==== GIVEN ENTRIES ====

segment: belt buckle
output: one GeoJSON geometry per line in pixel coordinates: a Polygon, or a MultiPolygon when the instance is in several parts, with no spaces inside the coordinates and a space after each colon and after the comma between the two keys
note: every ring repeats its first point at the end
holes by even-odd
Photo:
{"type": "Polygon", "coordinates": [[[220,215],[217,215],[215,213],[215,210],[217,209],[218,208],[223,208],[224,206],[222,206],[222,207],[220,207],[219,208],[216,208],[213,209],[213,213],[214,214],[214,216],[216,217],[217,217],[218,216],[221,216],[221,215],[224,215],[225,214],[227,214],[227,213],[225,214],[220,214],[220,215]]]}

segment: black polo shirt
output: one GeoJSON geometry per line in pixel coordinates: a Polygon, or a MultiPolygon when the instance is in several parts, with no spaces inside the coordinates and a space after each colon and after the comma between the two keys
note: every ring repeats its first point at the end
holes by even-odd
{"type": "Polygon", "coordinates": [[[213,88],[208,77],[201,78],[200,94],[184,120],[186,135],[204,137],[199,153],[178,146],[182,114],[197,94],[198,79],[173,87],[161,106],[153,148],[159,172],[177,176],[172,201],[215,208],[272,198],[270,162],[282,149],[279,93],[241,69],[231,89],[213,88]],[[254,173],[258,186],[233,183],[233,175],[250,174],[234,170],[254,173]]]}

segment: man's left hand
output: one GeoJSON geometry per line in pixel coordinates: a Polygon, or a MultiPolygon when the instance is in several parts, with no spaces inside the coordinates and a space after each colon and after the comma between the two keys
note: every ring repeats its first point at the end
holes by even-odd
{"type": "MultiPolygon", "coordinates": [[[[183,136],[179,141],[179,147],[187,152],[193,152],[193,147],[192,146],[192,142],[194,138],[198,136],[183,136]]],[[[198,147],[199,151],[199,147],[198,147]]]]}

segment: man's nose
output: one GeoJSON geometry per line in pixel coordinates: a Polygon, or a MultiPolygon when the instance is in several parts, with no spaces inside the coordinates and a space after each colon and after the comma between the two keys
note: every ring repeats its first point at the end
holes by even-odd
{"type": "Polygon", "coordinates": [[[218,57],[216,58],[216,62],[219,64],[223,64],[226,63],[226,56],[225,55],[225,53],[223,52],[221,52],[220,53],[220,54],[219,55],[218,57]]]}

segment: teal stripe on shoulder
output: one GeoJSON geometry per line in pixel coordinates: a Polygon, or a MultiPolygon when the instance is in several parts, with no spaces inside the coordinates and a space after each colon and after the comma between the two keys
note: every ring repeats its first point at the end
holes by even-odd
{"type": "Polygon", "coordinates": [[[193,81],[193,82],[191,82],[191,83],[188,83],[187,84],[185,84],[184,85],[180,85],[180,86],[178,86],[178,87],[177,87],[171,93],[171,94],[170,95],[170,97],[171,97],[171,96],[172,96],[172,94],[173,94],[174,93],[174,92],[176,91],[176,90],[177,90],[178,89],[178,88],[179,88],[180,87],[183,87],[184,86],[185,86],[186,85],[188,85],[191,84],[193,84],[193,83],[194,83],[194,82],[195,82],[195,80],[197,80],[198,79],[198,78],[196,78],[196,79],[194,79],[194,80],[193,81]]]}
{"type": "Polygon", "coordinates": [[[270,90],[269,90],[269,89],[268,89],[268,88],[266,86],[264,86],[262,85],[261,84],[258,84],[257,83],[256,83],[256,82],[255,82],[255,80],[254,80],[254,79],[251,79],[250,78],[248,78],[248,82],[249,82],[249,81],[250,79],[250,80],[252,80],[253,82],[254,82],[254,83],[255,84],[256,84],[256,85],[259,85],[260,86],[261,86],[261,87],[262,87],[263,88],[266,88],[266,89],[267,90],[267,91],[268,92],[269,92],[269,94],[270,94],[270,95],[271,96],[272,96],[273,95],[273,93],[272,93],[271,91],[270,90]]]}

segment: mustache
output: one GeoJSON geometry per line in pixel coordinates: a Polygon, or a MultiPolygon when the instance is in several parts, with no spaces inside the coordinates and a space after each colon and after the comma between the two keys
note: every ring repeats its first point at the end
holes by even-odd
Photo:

====

*TO DO:*
Return all of the entries exactly as they were supplied.

*TASK ANSWER:*
segment: belt buckle
output: one GeoJSON geometry per line in pixel coordinates: a Polygon, or a MultiPolygon when the instance is in several parts, with no spaces inside the coordinates and a space after each colon and after the comma between the two keys
note: every ring repeats its first point at the end
holes by even-odd
Photo:
{"type": "Polygon", "coordinates": [[[220,215],[217,215],[215,213],[215,210],[217,209],[218,208],[223,208],[224,206],[222,206],[222,207],[220,207],[219,208],[216,208],[213,209],[213,213],[214,214],[214,216],[216,217],[217,217],[218,216],[221,216],[221,215],[224,215],[225,214],[227,214],[227,213],[225,214],[220,214],[220,215]]]}

segment: black polo shirt
output: one GeoJSON geometry per line in pixel coordinates: a Polygon, or a MultiPolygon when the instance is in several parts, with no spaces inside the coordinates and a space after each colon and after the comma between the two keys
note: every ring repeats its first point at the end
holes by even-odd
{"type": "Polygon", "coordinates": [[[213,88],[208,77],[201,78],[200,94],[184,120],[186,135],[204,137],[199,153],[178,146],[182,114],[197,94],[198,79],[173,87],[161,106],[153,148],[159,172],[177,176],[172,201],[215,208],[272,198],[270,162],[282,149],[279,93],[241,69],[231,89],[213,88]],[[254,173],[258,186],[233,183],[233,175],[250,174],[234,170],[254,173]]]}

segment: man's left hand
output: one GeoJSON geometry per line in pixel coordinates: a Polygon, or a MultiPolygon when the instance is in several parts, with no spaces inside the coordinates and a space after each colon and after the comma between the two keys
note: every ring repeats its first point at the end
holes by even-odd
{"type": "MultiPolygon", "coordinates": [[[[183,136],[179,141],[179,147],[187,152],[193,152],[193,147],[192,146],[192,142],[194,138],[198,136],[183,136]]],[[[198,147],[199,151],[199,147],[198,147]]]]}

segment: man's nose
output: one GeoJSON geometry per line in pixel coordinates: a Polygon, or a MultiPolygon when the instance is in several parts, with no spaces inside the coordinates and a space after each colon and after the comma between the two keys
note: every ring repeats its first point at the end
holes by even-odd
{"type": "Polygon", "coordinates": [[[218,57],[216,58],[216,62],[219,64],[223,64],[226,63],[226,56],[225,55],[225,53],[223,52],[221,52],[220,53],[220,54],[219,55],[218,57]]]}

segment: teal stripe on shoulder
output: one GeoJSON geometry per line in pixel coordinates: a Polygon, or a MultiPolygon when the instance is in several parts, with no spaces inside the coordinates and a space after each colon and after the comma between the two keys
note: every ring repeats its first point at the end
holes by even-odd
{"type": "Polygon", "coordinates": [[[193,81],[193,82],[191,82],[191,83],[188,83],[187,84],[185,84],[184,85],[180,85],[180,86],[178,86],[178,87],[177,87],[171,93],[171,94],[170,95],[170,97],[171,97],[171,96],[172,96],[172,94],[173,94],[174,93],[174,92],[176,91],[176,90],[177,90],[178,89],[178,88],[179,88],[180,87],[183,87],[184,86],[185,86],[186,85],[188,85],[191,84],[193,84],[193,83],[194,83],[194,82],[195,82],[195,80],[197,80],[198,79],[198,78],[196,78],[196,79],[194,79],[194,80],[193,81]]]}
{"type": "Polygon", "coordinates": [[[270,90],[269,90],[269,89],[268,89],[268,88],[266,86],[264,86],[262,85],[261,84],[258,84],[257,83],[256,83],[256,82],[255,82],[255,80],[254,80],[254,79],[251,79],[250,78],[248,78],[248,82],[249,82],[249,81],[250,79],[250,80],[252,80],[253,82],[254,82],[254,83],[255,84],[256,84],[256,85],[259,85],[260,86],[261,86],[261,87],[262,87],[263,88],[266,88],[266,89],[267,90],[267,91],[268,92],[269,92],[269,94],[270,94],[270,95],[271,96],[272,96],[273,95],[273,93],[272,93],[271,91],[270,90]]]}

segment: mustache
output: one GeoJSON geometry per line in pixel coordinates: a Polygon, or a MultiPolygon when the instance is in several parts, with no spaces inside the coordinates and a space after each colon and after the comma between the two keys
note: every ring repeats its first point at the end
holes by even-odd
Photo:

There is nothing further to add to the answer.